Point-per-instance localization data
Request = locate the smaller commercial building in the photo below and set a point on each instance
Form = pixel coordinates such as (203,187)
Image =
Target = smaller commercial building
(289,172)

→ TASK GOAL:
Return the records in their entirety. Keep every character as it is.

→ ANSWER TO THE EXERCISE:
Request = locate the smaller commercial building in the photo below and set a point on each instance
Form = pixel coordinates such as (203,187)
Image =
Target = smaller commercial building
(289,172)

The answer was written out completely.